### [EXERCISE DETAILS]
Could you give again the stretch of records from the line containing "Where can the medal on" through the end of the records, requests included, with every x and y coordinate in the answers multiplied by 0.65 and rounded to whole numbers, halves rounded up? Leave the requests and their format descriptions unchanged, and reproduce only that stretch.

### [ENTRIES]
::::
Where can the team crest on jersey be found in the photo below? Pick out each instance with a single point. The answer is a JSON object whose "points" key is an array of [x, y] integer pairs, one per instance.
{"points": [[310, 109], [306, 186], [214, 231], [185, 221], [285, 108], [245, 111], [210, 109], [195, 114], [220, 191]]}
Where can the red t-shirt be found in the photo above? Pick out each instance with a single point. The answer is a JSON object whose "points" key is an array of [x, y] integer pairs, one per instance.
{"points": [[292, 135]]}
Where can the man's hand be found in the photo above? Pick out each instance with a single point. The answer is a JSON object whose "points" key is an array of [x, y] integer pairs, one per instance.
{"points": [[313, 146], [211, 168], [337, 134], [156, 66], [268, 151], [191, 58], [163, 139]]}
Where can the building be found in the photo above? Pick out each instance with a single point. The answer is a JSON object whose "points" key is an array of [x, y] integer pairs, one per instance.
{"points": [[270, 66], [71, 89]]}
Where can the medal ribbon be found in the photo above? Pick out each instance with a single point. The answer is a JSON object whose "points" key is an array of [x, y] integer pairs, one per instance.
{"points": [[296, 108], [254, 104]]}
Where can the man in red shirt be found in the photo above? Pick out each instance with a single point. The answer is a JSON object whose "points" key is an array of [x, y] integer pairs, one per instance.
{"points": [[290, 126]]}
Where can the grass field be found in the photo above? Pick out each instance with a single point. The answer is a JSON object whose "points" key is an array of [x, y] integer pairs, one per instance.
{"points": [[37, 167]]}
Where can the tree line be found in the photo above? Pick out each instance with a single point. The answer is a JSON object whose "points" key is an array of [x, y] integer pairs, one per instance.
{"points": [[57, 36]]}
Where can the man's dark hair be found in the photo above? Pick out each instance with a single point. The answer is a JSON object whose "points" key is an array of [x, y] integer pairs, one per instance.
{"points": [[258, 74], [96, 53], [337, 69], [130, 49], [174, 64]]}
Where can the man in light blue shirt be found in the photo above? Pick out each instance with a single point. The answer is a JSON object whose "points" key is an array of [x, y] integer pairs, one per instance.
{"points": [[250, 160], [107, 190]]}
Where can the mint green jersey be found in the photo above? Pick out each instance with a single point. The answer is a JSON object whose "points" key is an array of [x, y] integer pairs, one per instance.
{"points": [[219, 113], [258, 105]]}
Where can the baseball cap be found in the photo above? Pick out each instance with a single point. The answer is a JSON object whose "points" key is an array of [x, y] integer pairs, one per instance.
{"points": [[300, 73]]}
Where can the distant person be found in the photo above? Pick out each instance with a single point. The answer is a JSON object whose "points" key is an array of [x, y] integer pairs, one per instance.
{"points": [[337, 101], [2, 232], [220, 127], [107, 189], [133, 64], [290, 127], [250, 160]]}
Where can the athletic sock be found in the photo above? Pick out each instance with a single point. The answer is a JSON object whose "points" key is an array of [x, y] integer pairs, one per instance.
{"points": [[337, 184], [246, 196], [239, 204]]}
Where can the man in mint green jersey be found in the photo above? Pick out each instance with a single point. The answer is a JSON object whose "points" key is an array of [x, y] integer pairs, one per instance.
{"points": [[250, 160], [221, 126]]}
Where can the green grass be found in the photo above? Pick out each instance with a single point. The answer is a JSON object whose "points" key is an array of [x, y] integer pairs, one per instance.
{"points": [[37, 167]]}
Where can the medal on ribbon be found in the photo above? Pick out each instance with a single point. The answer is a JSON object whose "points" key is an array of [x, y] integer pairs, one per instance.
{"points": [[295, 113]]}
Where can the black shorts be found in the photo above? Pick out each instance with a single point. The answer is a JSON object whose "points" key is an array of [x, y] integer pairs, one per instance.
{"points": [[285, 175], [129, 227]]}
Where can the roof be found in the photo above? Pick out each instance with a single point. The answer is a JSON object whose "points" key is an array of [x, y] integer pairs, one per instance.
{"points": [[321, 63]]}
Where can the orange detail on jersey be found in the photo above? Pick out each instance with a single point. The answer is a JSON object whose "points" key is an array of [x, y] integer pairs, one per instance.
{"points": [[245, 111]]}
::::
### [RESULT FOR THIS TASK]
Where can the medal on ribbon be found in the photo above? Pick out each instance with a single point. The answer is a JSON object whose "points" key is an array of [x, y] integer pairs, one per instance.
{"points": [[192, 73]]}
Where can the black shorts be found in the photo above? Pick out each instance with a single point. The answer is a JSON object whose "points" key is an array of [x, y] integer pairs, one per instance.
{"points": [[185, 114], [84, 148]]}
Where can the roof be found in the photo above? Pick out each instance with a single point. The answer is a JSON object whose "points" key is an array of [x, y] integer pairs, one per instance.
{"points": [[209, 41]]}
Where can the orange detail on jersey be found in the photo above? Pick out each instance with a single point. The answer is a JSON object whose "points" key is an array of [x, y] integer pairs, one per instance.
{"points": [[159, 72]]}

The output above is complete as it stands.